Step 2: Try the “what happened?” question
Ask: “What happened in this sentence?” If the answer is the action that includes made, it’s a verb: “What happened? I made dinner.” If the sentence is mainly naming a thing and made just labels what kind, it’s acting like an adjective: “What happened? Nothing. It’s just a made bed.”
Step 3: Swap in another adjective
If made sits right before a noun, test it by swapping in a clear adjective like neat or finished. If the sentence still works, you’re in adjective territory: “a finished bed” feels close to “a made bed.” If the swap breaks the meaning, made is likely still doing verb work.
Step 4: Check for “by + doer”
Passive voice often allows a “by” phrase: “The plan was made by the committee.” When you can add “by + doer” naturally, made is part of the verb phrase, not an adjective.
Verb uses of made you’ll see most
When made is a verb, it’s doing one of a few common jobs. Learn the patterns and you’ll tag it fast without second-guessing.
Made as simple past
This is the everyday “past action” use. It’s the main verb of the clause.
- I made a mistake.
- We made plans after class.
- They made a model for the project.
Made as a past participle with have
Perfect tenses use have plus a past participle. In this frame, made never stands alone; it rides with have/has/had.
- I have made dinner already.
- He had made a promise.
- She has made peace with the rule.
Made in passive voice with be
Passive voice flips focus to the receiver of the action. The structure is “be + made,” sometimes with a doer added at the end.
- The cake was made this morning.
- Those rules were made in 1998.
- The call was made by the principal.
Made in phrasal verbs
Phrasal verbs use a verb plus a small particle. The particle can change meaning a lot, so treat the whole chunk as one verb idea.
- made up (invented): She made up a story.
- made out (understood): I couldn’t make out the sign.
- made for (fit): Those shoes were made for hiking.
If you want a clean reference for the base verb and its forms, the Merriam-Webster entry for make lists standard forms and core senses.
Adjective uses of made that trip people up
Adjectives label or describe nouns. Made can do that when the sentence is pointing to a result state or a fixed label.
Made as a result-state adjective
In “a made bed,” the bed isn’t actively making anything. The phrase points to a finished state: the sheets are arranged. You can often rewrite it with “that is”:
- a made bed → a bed that is made
- made copies → copies that are made
This “result” feel is common with past participles used adjectivally. A dictionary will often show this descriptive use too; the Cambridge Dictionary entry for made is a handy check when you’re unsure.

▶ _Provided material_:
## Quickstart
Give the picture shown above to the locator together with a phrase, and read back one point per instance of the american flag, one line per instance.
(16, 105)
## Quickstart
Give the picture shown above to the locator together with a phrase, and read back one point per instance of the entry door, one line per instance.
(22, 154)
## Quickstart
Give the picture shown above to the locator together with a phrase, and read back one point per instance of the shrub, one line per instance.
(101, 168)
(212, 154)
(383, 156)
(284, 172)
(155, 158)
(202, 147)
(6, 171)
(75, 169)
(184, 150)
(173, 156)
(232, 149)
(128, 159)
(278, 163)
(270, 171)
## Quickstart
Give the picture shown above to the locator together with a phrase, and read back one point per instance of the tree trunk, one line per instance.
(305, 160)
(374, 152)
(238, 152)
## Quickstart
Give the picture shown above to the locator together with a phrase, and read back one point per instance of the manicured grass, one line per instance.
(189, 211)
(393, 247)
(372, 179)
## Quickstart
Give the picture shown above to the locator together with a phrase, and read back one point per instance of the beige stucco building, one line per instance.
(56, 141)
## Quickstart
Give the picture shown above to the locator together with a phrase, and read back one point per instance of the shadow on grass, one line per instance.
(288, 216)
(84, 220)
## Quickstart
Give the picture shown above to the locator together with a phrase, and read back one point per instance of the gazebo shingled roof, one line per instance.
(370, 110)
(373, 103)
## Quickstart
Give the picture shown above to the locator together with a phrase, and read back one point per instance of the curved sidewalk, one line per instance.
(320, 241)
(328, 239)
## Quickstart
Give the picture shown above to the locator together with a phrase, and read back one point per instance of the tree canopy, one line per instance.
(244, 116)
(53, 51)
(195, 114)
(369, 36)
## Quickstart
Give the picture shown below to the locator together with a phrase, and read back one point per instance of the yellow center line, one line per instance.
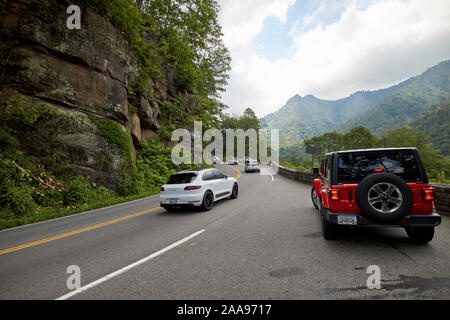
(71, 233)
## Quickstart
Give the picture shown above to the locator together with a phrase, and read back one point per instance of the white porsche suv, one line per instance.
(197, 189)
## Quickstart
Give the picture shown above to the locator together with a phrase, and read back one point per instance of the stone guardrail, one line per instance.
(442, 201)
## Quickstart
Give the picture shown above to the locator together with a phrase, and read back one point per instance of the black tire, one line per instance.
(401, 194)
(420, 234)
(329, 231)
(234, 191)
(208, 201)
(314, 198)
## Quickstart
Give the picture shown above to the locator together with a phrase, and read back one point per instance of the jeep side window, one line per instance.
(322, 166)
(327, 168)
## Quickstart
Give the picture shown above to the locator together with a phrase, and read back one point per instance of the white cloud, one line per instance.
(243, 19)
(389, 41)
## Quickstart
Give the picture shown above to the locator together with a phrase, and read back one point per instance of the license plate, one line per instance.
(347, 220)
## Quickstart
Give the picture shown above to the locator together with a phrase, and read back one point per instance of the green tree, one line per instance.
(433, 161)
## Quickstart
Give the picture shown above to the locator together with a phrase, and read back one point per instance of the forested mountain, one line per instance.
(422, 93)
(436, 124)
(304, 117)
(386, 109)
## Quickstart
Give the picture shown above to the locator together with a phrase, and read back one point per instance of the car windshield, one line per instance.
(353, 167)
(181, 178)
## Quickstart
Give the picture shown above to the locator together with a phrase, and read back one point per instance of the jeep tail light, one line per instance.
(428, 194)
(192, 187)
(335, 194)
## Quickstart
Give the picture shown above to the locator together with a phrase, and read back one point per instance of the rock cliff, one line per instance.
(74, 89)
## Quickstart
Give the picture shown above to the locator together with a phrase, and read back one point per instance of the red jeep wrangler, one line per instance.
(387, 187)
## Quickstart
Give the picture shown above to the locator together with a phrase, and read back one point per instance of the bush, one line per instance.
(77, 191)
(128, 187)
(18, 199)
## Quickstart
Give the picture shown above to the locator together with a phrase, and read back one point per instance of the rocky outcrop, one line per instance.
(83, 74)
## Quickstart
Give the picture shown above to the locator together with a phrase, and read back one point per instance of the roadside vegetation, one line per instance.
(437, 166)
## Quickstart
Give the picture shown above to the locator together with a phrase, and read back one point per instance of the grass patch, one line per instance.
(9, 220)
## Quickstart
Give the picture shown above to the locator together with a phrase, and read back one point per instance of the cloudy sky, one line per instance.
(328, 48)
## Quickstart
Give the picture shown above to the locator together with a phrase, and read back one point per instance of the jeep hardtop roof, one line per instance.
(371, 150)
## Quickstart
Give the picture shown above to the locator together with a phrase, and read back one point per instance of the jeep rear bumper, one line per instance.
(412, 220)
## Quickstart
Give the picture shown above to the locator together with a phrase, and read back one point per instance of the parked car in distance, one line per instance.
(197, 189)
(252, 165)
(381, 187)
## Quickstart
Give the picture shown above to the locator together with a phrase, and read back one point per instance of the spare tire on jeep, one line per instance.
(384, 197)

▶ _Required work_: Pick up the guide on telling verb and adjective uses of "made" apart after its last sentence and keep writing.

▶ _Exercise answer_:
Made in set labels
Some phrases lock in over time. “A made man” is a classic one, meaning someone who’s secured a position or status. In a sentence like “He’s a made man now,” made works like an adjective inside the noun phrase.
Well-made and other compounds
Hyphenated forms like “well-made” behave as adjectives. They modify a noun and answer “what kind?”
- well-made furniture
- hand-made cards
- home-made bread
Note: “handmade” and “homemade” are often written without hyphens in modern style. The grammar role stays the same: adjective.
Finding the part of speech of made in real sentences
Teachers and students often want a single label. Real sentences sometimes need a two-part answer: made is a verb form, and it’s functioning in a verb phrase or in an adjective slot. That’s not a dodge; it’s how English works.
Verb form vs sentence role
Think of it like “shape” and “job.” The shape of made is a past form of make. The job can be verb (“made dinner”) or adjective (“made bed”). When worksheets ask “part of speech,” they usually mean the job in that sentence.
Why “made of” doesn’t change the part of speech
In “The ring is made of gold,” made still belongs to a verb phrase. It’s passive voice: “is made.” The “of” phrase tells material, not part of speech. A fast test is the “by” add-on: “The ring is made by a jeweler.” That still works, so it’s verb-phrase territory.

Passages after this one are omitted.